▸ **GOALS**:
(A) For the PyTorch forum post below, decide whether each statement agrees with it, answering yes or no and quoting the deciding words: (i) the network has four stacks; (ii) the poster suspects the data generator caused the error; (iii) the forward method takes input images shaped (N, C, H, W).
(B) Repeat the passage of the PyTorch forum post starting with "Here is my forward" and going on through "hourglass_feature = self.hourglass[i](x)".

▸ **SELECTED EXCERPT**:
Encount gradient buffer error. Multi output, perform the same function (like cascade CNN)

Hi, everyone. It’s my first time to use Pytorch for my project. When I start to train my network, an error occurred:

RuntimeError: Trying to backward through the graph a second time, but the buffers have already been freed. Specify retain_graph=True when calling backward the first time.

I wander that my customized loss module caused this error.
My network has 4 stacks and each stack tries to predict the same target of different scales, just like:

pred: list of tensors [(nstack, bacth, C, H1, W1), (nstack, bacth, C, H2, W2), (nstack, bacth, C, H2, W2)]
target: tensor (stack, batch, C, H, W)

I rescale the target tensor and calculate each scale and each stack losses.
Can I just calculate the loss of predicted tensors with the same target tensors, or need I repeat the target tensor for nstack times and then calculate the loss?

Here is my forward method in my network module:

    def forward(self, imgs):
        # Input Tensor: a batch of images within [0,1], shape=(N, H, W, C). Pre-processing was done in data generator
        x = imgs.permute(0, 3, 1, 2)  # Permute the dimensions of images to (N, C, H, W)
        x = self.pre(x)
        pred = []
        # loop over stack

        for i in range(self.nstack):
            preds_instack = []
            # return 5 scales of feature maps
            hourglass_feature = self.hourglass[i](x)

▸ **INFORMATION SUPPLIED**:
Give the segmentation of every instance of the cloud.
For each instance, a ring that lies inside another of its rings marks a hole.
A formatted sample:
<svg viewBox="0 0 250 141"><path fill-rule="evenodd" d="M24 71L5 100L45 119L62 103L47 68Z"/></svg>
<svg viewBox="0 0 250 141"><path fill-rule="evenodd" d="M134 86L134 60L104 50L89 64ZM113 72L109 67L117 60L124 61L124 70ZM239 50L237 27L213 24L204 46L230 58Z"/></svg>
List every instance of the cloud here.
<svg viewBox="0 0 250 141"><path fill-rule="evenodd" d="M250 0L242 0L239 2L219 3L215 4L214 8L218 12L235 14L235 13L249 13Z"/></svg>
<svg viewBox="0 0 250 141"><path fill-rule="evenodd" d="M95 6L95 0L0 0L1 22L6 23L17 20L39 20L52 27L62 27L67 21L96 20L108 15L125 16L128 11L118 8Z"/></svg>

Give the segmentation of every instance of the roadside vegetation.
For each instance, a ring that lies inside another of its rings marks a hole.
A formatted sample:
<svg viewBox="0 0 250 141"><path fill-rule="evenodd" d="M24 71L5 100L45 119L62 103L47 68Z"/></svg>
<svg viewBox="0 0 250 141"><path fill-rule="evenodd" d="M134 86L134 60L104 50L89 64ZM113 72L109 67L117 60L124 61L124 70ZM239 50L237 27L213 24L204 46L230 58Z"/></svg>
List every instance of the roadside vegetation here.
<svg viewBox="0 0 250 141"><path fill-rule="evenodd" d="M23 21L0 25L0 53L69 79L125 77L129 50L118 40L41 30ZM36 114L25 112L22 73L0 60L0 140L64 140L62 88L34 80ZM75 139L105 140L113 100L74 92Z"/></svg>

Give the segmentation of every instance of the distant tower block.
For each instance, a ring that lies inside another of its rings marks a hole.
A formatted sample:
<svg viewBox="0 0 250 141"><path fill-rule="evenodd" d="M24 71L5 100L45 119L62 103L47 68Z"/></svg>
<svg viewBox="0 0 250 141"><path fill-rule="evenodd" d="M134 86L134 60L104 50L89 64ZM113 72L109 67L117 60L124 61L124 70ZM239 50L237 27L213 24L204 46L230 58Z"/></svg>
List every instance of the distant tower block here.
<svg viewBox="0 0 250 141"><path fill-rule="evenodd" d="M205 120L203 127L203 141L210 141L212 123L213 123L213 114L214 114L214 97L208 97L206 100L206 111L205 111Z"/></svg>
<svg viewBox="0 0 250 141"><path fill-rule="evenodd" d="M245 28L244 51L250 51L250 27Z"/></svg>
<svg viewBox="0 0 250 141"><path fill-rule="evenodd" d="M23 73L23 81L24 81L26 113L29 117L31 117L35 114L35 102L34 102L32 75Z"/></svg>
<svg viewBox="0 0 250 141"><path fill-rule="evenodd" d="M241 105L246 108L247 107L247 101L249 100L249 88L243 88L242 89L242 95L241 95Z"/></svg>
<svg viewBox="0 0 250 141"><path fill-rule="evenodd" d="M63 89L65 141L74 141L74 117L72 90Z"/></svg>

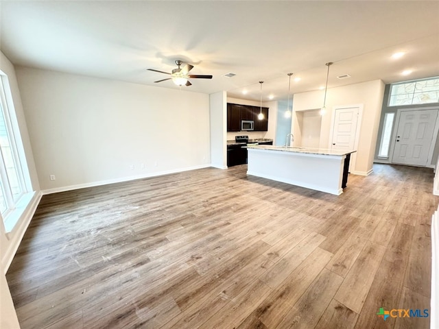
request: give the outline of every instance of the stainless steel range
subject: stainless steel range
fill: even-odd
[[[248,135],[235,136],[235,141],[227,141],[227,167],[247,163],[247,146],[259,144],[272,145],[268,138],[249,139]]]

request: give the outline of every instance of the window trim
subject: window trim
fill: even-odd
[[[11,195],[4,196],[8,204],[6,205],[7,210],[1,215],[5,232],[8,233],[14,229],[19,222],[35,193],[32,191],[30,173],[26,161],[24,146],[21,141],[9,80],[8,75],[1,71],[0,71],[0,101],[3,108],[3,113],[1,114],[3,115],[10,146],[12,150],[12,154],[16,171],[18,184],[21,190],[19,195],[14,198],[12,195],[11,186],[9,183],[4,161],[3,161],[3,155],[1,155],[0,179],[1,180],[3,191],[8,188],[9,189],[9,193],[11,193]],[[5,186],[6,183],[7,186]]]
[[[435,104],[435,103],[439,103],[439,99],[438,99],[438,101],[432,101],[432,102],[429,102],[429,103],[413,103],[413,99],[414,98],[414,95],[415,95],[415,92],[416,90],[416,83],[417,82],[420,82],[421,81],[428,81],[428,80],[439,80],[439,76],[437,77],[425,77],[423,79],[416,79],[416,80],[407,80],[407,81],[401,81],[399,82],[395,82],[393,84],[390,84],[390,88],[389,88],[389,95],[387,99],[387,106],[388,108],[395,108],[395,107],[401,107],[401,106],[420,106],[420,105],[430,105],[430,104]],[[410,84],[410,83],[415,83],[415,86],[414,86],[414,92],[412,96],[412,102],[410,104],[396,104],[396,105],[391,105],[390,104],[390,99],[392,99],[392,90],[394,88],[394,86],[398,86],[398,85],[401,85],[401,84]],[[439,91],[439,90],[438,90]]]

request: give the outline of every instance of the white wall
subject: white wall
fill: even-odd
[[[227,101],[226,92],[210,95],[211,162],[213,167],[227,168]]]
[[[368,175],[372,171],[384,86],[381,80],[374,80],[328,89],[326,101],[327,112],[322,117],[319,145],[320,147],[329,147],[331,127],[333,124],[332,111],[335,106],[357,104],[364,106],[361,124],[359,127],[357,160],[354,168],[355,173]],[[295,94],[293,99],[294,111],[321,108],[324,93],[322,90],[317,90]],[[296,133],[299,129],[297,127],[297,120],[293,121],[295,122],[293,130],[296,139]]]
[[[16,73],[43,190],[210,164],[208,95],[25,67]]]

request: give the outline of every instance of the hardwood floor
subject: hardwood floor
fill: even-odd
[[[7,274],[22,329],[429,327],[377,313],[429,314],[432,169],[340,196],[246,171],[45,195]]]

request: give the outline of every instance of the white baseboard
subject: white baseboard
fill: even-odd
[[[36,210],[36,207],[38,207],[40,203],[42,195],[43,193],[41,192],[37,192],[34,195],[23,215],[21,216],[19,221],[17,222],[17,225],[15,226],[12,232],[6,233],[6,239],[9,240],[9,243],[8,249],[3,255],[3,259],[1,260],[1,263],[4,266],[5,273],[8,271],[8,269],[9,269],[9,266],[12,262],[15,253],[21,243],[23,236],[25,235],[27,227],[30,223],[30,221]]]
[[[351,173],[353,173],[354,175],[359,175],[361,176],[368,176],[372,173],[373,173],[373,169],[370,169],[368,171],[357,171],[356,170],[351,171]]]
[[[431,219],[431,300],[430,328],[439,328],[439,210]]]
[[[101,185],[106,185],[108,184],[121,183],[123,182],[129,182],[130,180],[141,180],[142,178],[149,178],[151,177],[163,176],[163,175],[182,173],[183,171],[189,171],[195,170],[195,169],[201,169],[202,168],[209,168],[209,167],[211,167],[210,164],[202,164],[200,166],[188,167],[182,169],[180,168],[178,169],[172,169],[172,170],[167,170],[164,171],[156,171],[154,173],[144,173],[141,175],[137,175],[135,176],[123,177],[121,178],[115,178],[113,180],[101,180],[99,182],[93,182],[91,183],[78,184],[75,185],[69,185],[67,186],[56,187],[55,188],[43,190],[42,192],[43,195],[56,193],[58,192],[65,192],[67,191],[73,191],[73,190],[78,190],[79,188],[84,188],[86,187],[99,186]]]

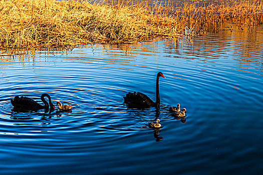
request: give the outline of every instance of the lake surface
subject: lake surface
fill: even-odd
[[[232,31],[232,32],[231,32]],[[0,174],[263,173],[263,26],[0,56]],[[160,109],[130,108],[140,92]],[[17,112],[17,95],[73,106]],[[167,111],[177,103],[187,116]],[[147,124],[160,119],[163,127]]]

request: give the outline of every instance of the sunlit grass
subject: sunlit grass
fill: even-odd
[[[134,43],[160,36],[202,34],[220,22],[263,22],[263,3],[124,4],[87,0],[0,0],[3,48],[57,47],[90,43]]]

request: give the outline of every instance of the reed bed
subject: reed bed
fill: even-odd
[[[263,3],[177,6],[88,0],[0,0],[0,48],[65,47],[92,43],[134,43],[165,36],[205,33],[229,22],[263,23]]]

* * *

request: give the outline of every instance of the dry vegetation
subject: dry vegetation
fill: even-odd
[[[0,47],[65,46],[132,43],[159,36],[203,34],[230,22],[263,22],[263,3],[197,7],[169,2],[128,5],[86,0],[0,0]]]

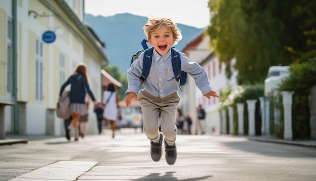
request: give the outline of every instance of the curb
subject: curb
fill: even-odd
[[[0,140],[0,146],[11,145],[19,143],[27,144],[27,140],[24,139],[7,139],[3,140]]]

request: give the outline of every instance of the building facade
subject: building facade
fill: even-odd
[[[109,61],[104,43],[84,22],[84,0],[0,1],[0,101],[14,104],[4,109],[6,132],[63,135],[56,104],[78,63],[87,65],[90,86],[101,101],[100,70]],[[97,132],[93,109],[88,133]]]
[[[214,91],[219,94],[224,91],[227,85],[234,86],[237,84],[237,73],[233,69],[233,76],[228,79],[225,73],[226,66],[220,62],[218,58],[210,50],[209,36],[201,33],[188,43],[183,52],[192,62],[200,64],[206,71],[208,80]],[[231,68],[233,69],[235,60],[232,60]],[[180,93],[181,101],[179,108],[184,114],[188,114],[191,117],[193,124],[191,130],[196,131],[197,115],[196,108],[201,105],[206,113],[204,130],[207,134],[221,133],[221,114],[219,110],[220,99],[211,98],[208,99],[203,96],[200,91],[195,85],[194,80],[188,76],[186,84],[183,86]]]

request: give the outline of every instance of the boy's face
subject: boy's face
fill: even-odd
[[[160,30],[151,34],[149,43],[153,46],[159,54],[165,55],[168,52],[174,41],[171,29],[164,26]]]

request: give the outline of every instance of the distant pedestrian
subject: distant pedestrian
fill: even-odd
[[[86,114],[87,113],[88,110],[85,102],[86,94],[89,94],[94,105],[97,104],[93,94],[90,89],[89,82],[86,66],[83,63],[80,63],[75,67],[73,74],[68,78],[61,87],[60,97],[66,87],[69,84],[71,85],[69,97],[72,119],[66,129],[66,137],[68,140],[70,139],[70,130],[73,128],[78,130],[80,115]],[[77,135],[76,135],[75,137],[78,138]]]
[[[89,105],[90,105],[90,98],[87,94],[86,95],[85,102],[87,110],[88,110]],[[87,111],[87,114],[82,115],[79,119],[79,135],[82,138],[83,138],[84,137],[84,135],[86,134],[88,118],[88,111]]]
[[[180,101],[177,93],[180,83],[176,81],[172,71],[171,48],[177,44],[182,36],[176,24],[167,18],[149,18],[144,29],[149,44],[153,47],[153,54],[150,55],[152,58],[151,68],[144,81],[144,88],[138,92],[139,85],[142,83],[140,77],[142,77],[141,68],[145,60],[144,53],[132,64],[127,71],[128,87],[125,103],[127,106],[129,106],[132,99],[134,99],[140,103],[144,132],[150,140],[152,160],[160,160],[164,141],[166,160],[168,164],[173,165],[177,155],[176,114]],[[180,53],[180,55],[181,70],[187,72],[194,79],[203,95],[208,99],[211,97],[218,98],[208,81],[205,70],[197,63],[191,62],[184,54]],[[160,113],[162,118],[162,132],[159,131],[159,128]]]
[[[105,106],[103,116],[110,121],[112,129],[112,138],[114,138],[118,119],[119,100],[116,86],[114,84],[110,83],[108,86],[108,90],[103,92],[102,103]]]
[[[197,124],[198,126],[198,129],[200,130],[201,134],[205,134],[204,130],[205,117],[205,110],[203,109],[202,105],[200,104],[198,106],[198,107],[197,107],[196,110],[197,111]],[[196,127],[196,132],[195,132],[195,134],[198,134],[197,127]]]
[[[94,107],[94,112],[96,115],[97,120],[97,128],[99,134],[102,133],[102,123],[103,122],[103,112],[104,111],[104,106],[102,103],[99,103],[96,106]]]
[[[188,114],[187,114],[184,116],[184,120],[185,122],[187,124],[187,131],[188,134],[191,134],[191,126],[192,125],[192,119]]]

==

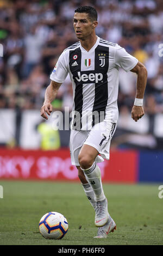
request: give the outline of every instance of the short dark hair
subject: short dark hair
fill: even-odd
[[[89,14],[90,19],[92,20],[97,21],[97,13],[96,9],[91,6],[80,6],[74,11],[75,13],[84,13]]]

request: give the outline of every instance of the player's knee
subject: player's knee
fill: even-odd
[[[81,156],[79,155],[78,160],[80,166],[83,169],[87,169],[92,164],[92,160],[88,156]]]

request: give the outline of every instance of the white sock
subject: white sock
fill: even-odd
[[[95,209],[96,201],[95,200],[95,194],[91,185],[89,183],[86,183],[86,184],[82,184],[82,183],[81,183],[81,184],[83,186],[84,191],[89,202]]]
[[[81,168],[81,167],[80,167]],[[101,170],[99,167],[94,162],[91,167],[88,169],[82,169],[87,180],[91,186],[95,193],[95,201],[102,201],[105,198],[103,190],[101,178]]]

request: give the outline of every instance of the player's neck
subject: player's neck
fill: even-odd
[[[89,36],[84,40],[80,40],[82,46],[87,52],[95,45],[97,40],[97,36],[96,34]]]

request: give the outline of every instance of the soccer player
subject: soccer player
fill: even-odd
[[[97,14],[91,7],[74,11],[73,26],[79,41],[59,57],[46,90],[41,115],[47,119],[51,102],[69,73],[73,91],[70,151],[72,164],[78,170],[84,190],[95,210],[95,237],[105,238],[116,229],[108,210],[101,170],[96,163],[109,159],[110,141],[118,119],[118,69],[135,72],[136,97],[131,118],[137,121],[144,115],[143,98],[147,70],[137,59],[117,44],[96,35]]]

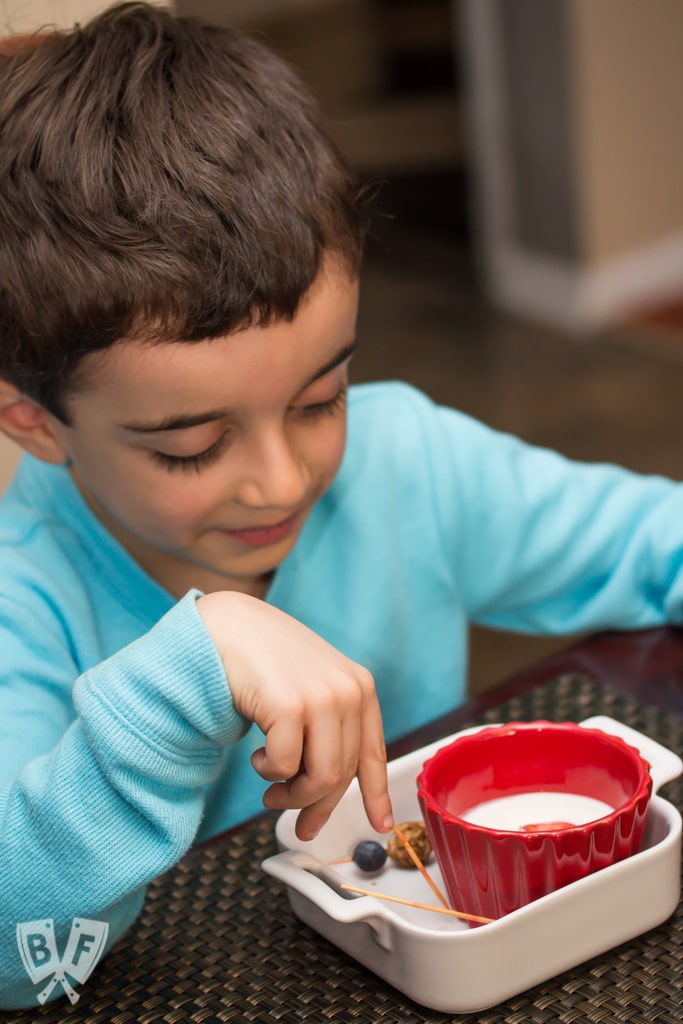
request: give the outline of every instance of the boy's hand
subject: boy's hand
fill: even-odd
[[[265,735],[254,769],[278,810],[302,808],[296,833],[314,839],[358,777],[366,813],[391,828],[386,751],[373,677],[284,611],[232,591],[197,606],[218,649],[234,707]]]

▸ **THE REPLIES**:
(A)
(i) Yes: "My network has 4 stacks"
(ii) No: "I wander that my customized loss module caused this error."
(iii) No: "Input Tensor: a batch of images within [0,1], shape=(N, H, W, C)."

(B)
Here is my forward method in my network module:

    def forward(self, imgs):
        # Input Tensor: a batch of images within [0,1], shape=(N, H, W, C). Pre-processing was done in data generator
        x = imgs.permute(0, 3, 1, 2)  # Permute the dimensions of images to (N, C, H, W)
        x = self.pre(x)
        pred = []
        # loop over stack

        for i in range(self.nstack):
            preds_instack = []
            # return 5 scales of feature maps
            hourglass_feature = self.hourglass[i](x)